▶ [Exercise] Return the stretch of the forum thread about a friend who backs out of holidays from "OR, just talk" through "to accommodate you.", copied exactly as it appears.
--- Start Text section ---
Livelifelaughter · 25/01/2024 13:41

I have a group of friends that I holiday with. One in the group isn't particularly fit, she won't do much that is active and the rest of us like to hire bikes, go on a hike etc, go for a run, swim in a lake. Usually this isn't a problem as we will go on a City break. However, we have been doing more active trips which we invite her to...the trouble is we seem to go through a charade of her saying how excited she is to go and then backing out. In the last couple of years it's happened a lot. She will never say it's because she doesn't like the activity. An example is that a few of us went hiking in Iceland, she made an excuse not to come saying she would have loved to go hiking there. It's really annoying, there's a list of things she would "definitely do" but has turned down, such as Hiking Mont Blanc, Skiing. Because she doesn't say that it's not her thing or similar we go through looking at hotels to include her, working around dates to include her and then she will say she can't go, not that she has changed her mind but that she can't go often with no reason or a fairly lump one.
Anyway, now we are arranging trips without her and I feel quite mean about doing so. I don't really know how to deal with it.. Any suggestions...

OP posts:
squeakybanana · 28/01/2024 17:17

LWSnow · 25/01/2024 13:52

Get her to pay in full upfront, that will concentrate her mind as to whether she wants to go or not.

This is perfect - do this. This will cut out the pretend "yes I'd love to go" and then backing out. Tell her that you have to pay upfront and refunds might not be possible.

OR, just talk to her. Say "hey X, I'd love you to come with us but you often cancel at the last minute which is difficult for us so please feel free to be honest if its something you arent interested in- we won't be offended and maybe we can arrange something else next time that you like"- that is perfectly polite and reasonable and if she gets in a huff about it then I'd distance myself from her. It's rude to ask to be included in plans then constantly cancel when people have specifically booked annual leave to accommodate you.

Livelifelaughter · 28/01/2024 18:21

@rookiemere I am a terrible at skiing but love to go, so will have lessons and see friends on the mountain but look after myself.

You"D think reading this that my friend is a half wit. She's not, she's great company but her Achilles heel is not fessing up to what she can and can't do. Outside of holidays we spend time together. The holiday thing is once or twice a year, most have families and limited annual leave, and anyone in the group can arrange it, it's not always done by the same person. That being said all bar my friend really prioritise fitness because at our age it seems more important to keep fit and active and enjoy life. When we were younger we were far happier sitting in cafes all day or shopping on trips. A couple of the group have been seriously ill and really made an effort to keep fit and in shape and actually wanted to do things that might be precluded by age later on.

In your 50s you can't take your body and health for granted so you want to achieve things, like complete a long hike or swim in a lake.
--- End Text section ---
--- Start Raw records ---
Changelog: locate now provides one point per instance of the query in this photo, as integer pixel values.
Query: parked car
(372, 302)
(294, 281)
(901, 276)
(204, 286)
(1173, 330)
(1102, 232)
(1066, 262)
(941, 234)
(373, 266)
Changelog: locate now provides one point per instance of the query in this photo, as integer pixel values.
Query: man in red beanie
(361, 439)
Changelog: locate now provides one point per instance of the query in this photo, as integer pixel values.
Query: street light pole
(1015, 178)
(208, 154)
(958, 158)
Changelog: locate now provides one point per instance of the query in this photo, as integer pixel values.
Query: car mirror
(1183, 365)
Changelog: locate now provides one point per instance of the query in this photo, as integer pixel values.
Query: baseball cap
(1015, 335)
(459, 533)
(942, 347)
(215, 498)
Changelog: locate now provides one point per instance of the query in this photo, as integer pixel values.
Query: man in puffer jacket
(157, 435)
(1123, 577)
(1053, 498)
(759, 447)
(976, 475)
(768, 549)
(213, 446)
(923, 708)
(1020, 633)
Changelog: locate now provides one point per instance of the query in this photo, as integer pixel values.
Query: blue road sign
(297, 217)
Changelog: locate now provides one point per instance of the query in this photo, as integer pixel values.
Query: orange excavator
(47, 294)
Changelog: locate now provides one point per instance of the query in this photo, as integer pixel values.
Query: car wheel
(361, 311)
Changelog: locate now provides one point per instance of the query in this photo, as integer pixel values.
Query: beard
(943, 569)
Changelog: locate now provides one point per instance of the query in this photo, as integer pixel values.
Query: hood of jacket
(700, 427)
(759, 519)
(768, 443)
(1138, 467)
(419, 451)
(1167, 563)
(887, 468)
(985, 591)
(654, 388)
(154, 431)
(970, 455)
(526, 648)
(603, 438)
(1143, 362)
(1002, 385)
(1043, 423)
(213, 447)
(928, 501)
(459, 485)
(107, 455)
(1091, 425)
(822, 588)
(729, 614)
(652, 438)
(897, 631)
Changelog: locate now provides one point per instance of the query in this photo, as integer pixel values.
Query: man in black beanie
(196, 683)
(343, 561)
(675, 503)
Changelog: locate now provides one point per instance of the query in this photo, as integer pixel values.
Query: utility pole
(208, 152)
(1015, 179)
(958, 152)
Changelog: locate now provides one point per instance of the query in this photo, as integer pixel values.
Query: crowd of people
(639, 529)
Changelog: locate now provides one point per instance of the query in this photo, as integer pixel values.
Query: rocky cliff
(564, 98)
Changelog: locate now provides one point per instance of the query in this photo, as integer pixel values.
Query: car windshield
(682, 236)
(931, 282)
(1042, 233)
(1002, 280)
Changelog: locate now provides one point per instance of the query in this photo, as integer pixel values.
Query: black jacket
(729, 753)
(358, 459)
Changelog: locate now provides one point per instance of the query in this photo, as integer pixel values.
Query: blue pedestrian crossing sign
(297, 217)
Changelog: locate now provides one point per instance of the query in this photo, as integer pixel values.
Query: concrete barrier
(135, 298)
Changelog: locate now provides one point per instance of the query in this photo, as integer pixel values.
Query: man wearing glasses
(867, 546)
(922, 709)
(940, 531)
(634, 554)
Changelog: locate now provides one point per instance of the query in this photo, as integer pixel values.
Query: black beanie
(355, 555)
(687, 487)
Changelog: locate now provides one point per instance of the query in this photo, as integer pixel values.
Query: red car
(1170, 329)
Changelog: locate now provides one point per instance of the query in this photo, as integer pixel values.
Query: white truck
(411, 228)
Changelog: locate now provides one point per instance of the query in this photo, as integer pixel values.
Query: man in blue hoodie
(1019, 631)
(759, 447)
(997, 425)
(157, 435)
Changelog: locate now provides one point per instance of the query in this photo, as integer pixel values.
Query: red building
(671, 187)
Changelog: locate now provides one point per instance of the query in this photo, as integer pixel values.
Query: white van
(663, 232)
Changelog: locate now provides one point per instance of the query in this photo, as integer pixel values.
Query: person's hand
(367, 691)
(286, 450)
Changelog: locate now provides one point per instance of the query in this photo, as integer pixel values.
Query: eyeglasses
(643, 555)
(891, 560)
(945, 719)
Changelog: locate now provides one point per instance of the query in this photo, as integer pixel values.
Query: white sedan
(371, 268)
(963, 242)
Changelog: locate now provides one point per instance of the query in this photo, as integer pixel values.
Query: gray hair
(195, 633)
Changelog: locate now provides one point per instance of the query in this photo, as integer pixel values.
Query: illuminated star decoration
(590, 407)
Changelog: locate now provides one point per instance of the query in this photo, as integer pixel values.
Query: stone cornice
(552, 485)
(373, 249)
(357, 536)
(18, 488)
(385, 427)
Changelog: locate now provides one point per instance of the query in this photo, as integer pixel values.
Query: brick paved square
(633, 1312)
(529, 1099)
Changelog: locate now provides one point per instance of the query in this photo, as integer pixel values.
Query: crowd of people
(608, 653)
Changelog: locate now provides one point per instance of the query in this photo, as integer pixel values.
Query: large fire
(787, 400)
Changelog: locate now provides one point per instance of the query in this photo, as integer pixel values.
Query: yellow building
--- End Raw records ---
▶ [Exercise output]
OR, just talk to her. Say "hey X, I'd love you to come with us but you often cancel at the last minute which is difficult for us so please feel free to be honest if its something you arent interested in- we won't be offended and maybe we can arrange something else next time that you like"- that is perfectly polite and reasonable and if she gets in a huff about it then I'd distance myself from her. It's rude to ask to be included in plans then constantly cancel when people have specifically booked annual leave to accommodate you.